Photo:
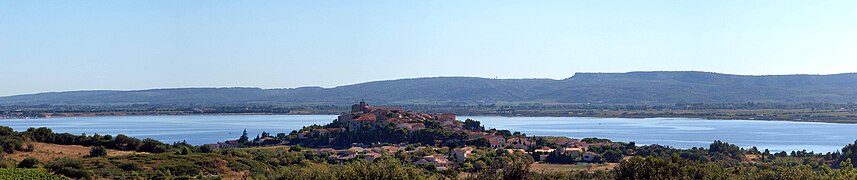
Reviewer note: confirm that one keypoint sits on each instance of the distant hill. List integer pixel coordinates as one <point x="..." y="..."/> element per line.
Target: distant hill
<point x="610" y="88"/>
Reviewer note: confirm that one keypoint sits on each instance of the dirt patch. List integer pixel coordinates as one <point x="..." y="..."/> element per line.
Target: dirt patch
<point x="47" y="152"/>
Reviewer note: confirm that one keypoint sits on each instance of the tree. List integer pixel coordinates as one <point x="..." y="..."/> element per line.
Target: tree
<point x="244" y="138"/>
<point x="29" y="162"/>
<point x="98" y="151"/>
<point x="473" y="125"/>
<point x="151" y="145"/>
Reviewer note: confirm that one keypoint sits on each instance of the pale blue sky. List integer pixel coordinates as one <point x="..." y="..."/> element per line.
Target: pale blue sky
<point x="83" y="45"/>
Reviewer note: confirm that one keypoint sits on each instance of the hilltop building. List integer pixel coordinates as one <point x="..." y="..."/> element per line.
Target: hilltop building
<point x="362" y="114"/>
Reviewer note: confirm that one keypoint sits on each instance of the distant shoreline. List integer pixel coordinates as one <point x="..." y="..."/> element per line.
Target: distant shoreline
<point x="122" y="114"/>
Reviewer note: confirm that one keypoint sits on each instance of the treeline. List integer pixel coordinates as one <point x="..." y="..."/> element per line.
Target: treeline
<point x="14" y="141"/>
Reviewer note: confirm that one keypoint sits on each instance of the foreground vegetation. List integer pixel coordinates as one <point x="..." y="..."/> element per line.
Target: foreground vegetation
<point x="179" y="161"/>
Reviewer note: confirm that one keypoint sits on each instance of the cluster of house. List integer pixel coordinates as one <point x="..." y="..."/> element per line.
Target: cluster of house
<point x="361" y="114"/>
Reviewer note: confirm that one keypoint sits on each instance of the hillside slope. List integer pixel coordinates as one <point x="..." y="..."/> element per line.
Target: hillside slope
<point x="612" y="88"/>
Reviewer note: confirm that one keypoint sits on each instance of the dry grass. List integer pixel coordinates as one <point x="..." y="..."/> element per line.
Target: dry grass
<point x="47" y="152"/>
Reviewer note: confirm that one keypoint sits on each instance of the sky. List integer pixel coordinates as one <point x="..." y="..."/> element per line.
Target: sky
<point x="63" y="45"/>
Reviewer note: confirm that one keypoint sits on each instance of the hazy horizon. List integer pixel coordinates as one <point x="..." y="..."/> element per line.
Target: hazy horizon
<point x="353" y="83"/>
<point x="53" y="46"/>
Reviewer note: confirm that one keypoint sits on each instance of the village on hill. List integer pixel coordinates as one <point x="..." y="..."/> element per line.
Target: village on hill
<point x="437" y="140"/>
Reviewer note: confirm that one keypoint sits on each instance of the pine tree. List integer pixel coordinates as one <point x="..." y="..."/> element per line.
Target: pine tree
<point x="244" y="138"/>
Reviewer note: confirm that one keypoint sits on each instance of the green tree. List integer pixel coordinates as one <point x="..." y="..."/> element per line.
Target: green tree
<point x="244" y="138"/>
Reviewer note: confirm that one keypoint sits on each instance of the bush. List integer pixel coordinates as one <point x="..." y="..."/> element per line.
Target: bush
<point x="98" y="151"/>
<point x="29" y="162"/>
<point x="72" y="168"/>
<point x="130" y="166"/>
<point x="16" y="174"/>
<point x="7" y="163"/>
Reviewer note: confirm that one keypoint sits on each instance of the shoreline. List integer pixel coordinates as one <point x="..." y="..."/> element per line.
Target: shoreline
<point x="123" y="114"/>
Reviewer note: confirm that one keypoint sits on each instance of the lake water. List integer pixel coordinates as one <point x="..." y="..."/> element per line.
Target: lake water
<point x="676" y="132"/>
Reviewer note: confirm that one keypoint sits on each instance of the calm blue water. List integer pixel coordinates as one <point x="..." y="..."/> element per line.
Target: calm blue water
<point x="676" y="132"/>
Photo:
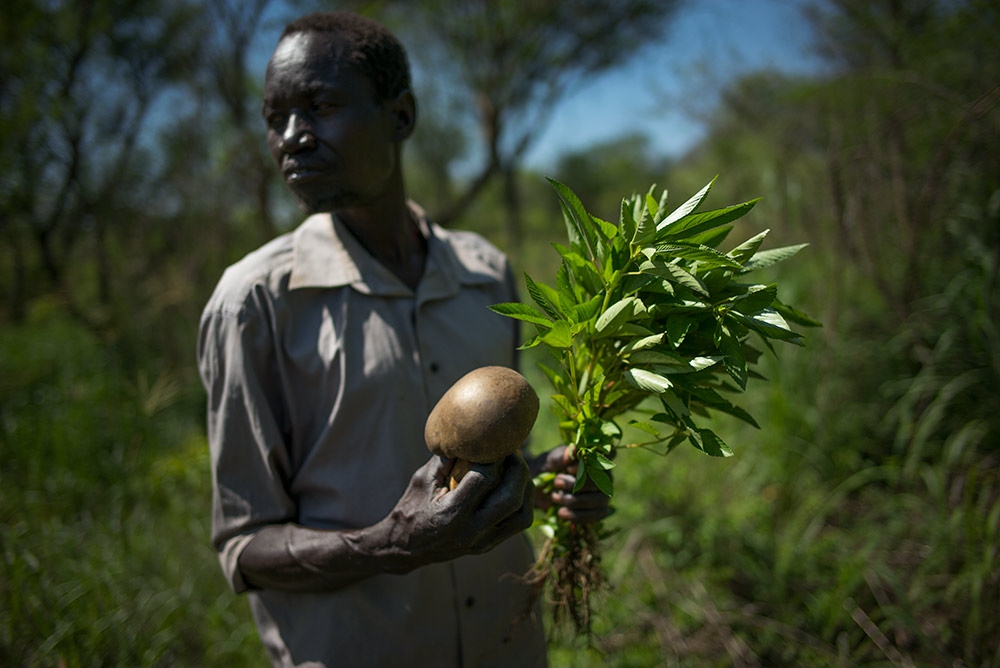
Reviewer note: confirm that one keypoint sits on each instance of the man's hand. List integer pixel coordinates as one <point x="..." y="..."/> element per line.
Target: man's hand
<point x="584" y="507"/>
<point x="428" y="524"/>
<point x="491" y="503"/>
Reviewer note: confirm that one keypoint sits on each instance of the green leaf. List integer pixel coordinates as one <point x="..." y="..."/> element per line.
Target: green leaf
<point x="696" y="253"/>
<point x="601" y="479"/>
<point x="577" y="219"/>
<point x="627" y="221"/>
<point x="756" y="299"/>
<point x="581" y="269"/>
<point x="520" y="311"/>
<point x="643" y="343"/>
<point x="769" y="324"/>
<point x="735" y="361"/>
<point x="700" y="223"/>
<point x="587" y="310"/>
<point x="603" y="462"/>
<point x="677" y="329"/>
<point x="773" y="256"/>
<point x="795" y="315"/>
<point x="675" y="274"/>
<point x="715" y="401"/>
<point x="711" y="444"/>
<point x="686" y="208"/>
<point x="559" y="336"/>
<point x="745" y="250"/>
<point x="616" y="315"/>
<point x="544" y="296"/>
<point x="646" y="427"/>
<point x="648" y="381"/>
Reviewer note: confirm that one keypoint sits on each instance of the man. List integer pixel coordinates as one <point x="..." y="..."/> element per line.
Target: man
<point x="322" y="354"/>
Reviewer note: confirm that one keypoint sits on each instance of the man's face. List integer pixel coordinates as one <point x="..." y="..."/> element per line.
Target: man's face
<point x="335" y="144"/>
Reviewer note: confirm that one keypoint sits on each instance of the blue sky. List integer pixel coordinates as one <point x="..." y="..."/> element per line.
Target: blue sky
<point x="662" y="92"/>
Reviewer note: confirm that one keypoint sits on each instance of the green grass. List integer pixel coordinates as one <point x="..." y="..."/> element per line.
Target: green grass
<point x="795" y="552"/>
<point x="104" y="515"/>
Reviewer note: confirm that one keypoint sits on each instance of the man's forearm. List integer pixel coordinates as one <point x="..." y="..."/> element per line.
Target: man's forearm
<point x="291" y="557"/>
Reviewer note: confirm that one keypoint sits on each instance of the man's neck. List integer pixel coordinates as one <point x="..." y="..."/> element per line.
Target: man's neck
<point x="392" y="236"/>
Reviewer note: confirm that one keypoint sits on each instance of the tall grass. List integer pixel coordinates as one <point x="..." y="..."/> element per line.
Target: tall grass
<point x="103" y="513"/>
<point x="852" y="530"/>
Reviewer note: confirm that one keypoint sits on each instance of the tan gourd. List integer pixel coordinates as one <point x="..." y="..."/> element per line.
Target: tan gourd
<point x="485" y="416"/>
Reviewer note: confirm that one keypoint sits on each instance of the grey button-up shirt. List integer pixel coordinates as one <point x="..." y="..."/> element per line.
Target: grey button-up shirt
<point x="321" y="368"/>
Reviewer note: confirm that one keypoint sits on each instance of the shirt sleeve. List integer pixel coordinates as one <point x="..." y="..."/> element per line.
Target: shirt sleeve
<point x="249" y="454"/>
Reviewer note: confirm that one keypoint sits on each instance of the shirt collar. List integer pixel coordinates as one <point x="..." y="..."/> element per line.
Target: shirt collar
<point x="327" y="255"/>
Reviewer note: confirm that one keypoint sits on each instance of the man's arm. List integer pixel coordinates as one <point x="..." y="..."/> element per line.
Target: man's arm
<point x="429" y="524"/>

━━━━━━━━

# Set problem:
Set the entries down again exactly. Do not include the images.

# Complete answer:
Photo:
Reviewer note: confirm that one keypoint sits on each instance of the distant hill. List integer pixel coordinates as one <point x="..." y="..."/> element per line.
Target: distant hill
<point x="610" y="88"/>
Reviewer note: confirm that one keypoint sits on each instance of the dirt patch. List integer pixel coordinates as one <point x="..." y="..."/> element per line.
Target: dirt patch
<point x="47" y="152"/>
Reviewer note: confirm that one keypoint sits on each instance of the tree. List integer pixel coordinates as one <point x="..." y="..."/> element per line.
Target: tree
<point x="244" y="138"/>
<point x="29" y="162"/>
<point x="98" y="151"/>
<point x="473" y="125"/>
<point x="151" y="145"/>
Reviewer note: confirm that one keypoint sits on each instance of the pale blue sky. List integer pixel coordinates as one <point x="..." y="..."/> element per line.
Target: pale blue sky
<point x="83" y="45"/>
Reviewer note: confirm that one keypoint sits on each instance of the hilltop building. List integer pixel coordinates as one <point x="..." y="..."/> element per line.
Target: hilltop building
<point x="362" y="114"/>
Reviewer note: confirm that one keypoint sits on each instance of the distant shoreline. List integer pixel coordinates as one <point x="..." y="..."/> element per line.
Target: distant shoreline
<point x="122" y="114"/>
Reviewer note: confirm that one keypoint sits on each instance of the treeline. List integer pixel coordinates as one <point x="..." y="..."/> element per line.
Target: treeline
<point x="14" y="141"/>
Reviewer note: confirm that one keypoint sits on each instance of the foreground vegetation. List integer pixel coordinates as one <point x="..." y="..."/> element per line.
Target: foreground vegetation
<point x="179" y="161"/>
Reviewer note: confirm that one keypoint sits on each instance of the cluster of house. List integer pixel coordinates as one <point x="..." y="..."/> element per line.
Target: cluster of house
<point x="361" y="114"/>
Reviewer note: confirm that one keypoint sits on each instance of the hillside slope. List integer pixel coordinates as one <point x="..." y="..."/> element per line.
Target: hillside slope
<point x="612" y="88"/>
Reviewer note: confirm that one keypoint sits on each instance of the dry grass. List integer pixel coordinates as one <point x="..." y="..."/> element per line.
Target: dry grass
<point x="47" y="152"/>
Reviewer note: confirm that one keypoint sits on each instance of the sky. List integer pixel coordinates as one <point x="..." y="..."/> element per line.
Target: sky
<point x="63" y="45"/>
Reviewer note: confirm that one keypoint sits on each instance of the hazy horizon. List integer pixel coordinates as one <point x="..." y="..."/> element per line.
Target: hazy horizon
<point x="353" y="83"/>
<point x="53" y="46"/>
Reviewer note: confirm that one keypoint sits on each instance of the village on hill. List integer pixel coordinates as one <point x="..." y="..."/> element per line.
Target: village on hill
<point x="437" y="140"/>
Reviewer note: confirm that one keypoint sits on each instance of the pine tree. List integer pixel coordinates as one <point x="..." y="..."/> element per line.
Target: pine tree
<point x="244" y="138"/>
Reviewer note: confirm that one keypoint sits on each instance of the green tree. List integer pixel coordinates as one <point x="..." y="..."/> element per line.
Target: green tree
<point x="244" y="138"/>
Reviewer note: confirm that one keypoint sits on each instance of the bush. List integer pixel coordinates as one <point x="..." y="..."/> element per line.
Target: bush
<point x="98" y="151"/>
<point x="29" y="162"/>
<point x="72" y="168"/>
<point x="130" y="166"/>
<point x="16" y="174"/>
<point x="7" y="163"/>
Reviewer note: confirm that one keypoint sits on each instance of the shoreline. List integer pixel coordinates as one <point x="..." y="..."/> element per line.
Target: shoreline
<point x="123" y="114"/>
Reviewer note: confirm that one keypoint sits on each instance of the lake water. List integer pixel coordinates as one <point x="..." y="..."/> element per line.
Target: lake water
<point x="676" y="132"/>
Reviewer note: confirm that one keypoint sits on each instance of the calm blue water. List integer pixel coordinates as one <point x="..." y="..."/> element per line.
Target: calm blue water
<point x="676" y="132"/>
Photo:
Reviewer note: confirm that one keypoint sits on each instance of the man's hand. List integer pixel coordinates as one <point x="..." y="..."/> element per line.
Target: man's hand
<point x="584" y="507"/>
<point x="428" y="524"/>
<point x="491" y="503"/>
Reviewer note: confirm that one keypoint sits on each instance of the green leaf. List integer pixel coordinates as one <point x="..." y="..."/> element per line.
Target: green leaf
<point x="696" y="253"/>
<point x="601" y="479"/>
<point x="577" y="219"/>
<point x="627" y="221"/>
<point x="756" y="299"/>
<point x="581" y="269"/>
<point x="520" y="311"/>
<point x="643" y="343"/>
<point x="769" y="324"/>
<point x="735" y="361"/>
<point x="700" y="223"/>
<point x="587" y="310"/>
<point x="603" y="462"/>
<point x="677" y="329"/>
<point x="773" y="256"/>
<point x="795" y="315"/>
<point x="675" y="274"/>
<point x="715" y="401"/>
<point x="711" y="444"/>
<point x="686" y="208"/>
<point x="559" y="336"/>
<point x="745" y="250"/>
<point x="616" y="315"/>
<point x="544" y="296"/>
<point x="646" y="427"/>
<point x="648" y="381"/>
Reviewer note: confirm that one keypoint sits on each instance of the man. List integer pixel coordinates as one <point x="..." y="..."/> element per line.
Target: man
<point x="322" y="354"/>
Reviewer note: confirm that one keypoint sits on each instance of the man's face. List integer pixel coordinates as one <point x="..." y="..."/> element per line.
Target: man's face
<point x="335" y="144"/>
Reviewer note: confirm that one keypoint sits on each instance of the blue sky. List integer pixel coordinates as one <point x="..." y="..."/> element per line.
Target: blue sky
<point x="662" y="92"/>
Reviewer note: confirm that one keypoint sits on each instance of the green grass. List integer pixel coordinates as one <point x="..." y="..."/> element per line.
Target: green grass
<point x="795" y="552"/>
<point x="104" y="515"/>
Reviewer note: confirm that one keypoint sits on each instance of the man's forearm. List integer pixel coordinates as one <point x="..." y="..."/> element per line.
Target: man's forearm
<point x="291" y="557"/>
Reviewer note: confirm that one keypoint sits on each instance of the man's neck. List integer pixel coordinates as one <point x="..." y="..."/> element per line.
Target: man's neck
<point x="392" y="236"/>
Reviewer note: confirm that one keypoint sits on each instance of the tall grass. List integer pixel coordinates as one <point x="..." y="..."/> element per line.
Target: tall grass
<point x="103" y="513"/>
<point x="852" y="530"/>
Reviewer note: confirm that one keypoint sits on each instance of the tan gourd. List integer pixel coordinates as one <point x="..." y="..."/> element per line.
Target: tan gourd
<point x="485" y="416"/>
Reviewer note: confirm that one keypoint sits on each instance of the grey button-up shirt. List integer pixel coordinates as one <point x="..." y="..."/> element per line.
Target: grey button-up shirt
<point x="321" y="368"/>
Reviewer note: confirm that one keypoint sits on each instance of the shirt sleeve. List integer pixel coordinates as one <point x="..." y="..."/> element per line.
Target: shirt sleeve
<point x="249" y="454"/>
Reviewer note: confirm that one keypoint sits on each instance of the shirt collar. List integer pixel coordinates as one <point x="..." y="..."/> element per line.
Target: shirt collar
<point x="327" y="255"/>
Reviewer note: confirm that one keypoint sits on each instance of the man's arm. List integer pixel coordinates as one <point x="..." y="..."/> element per line.
Target: man's arm
<point x="429" y="524"/>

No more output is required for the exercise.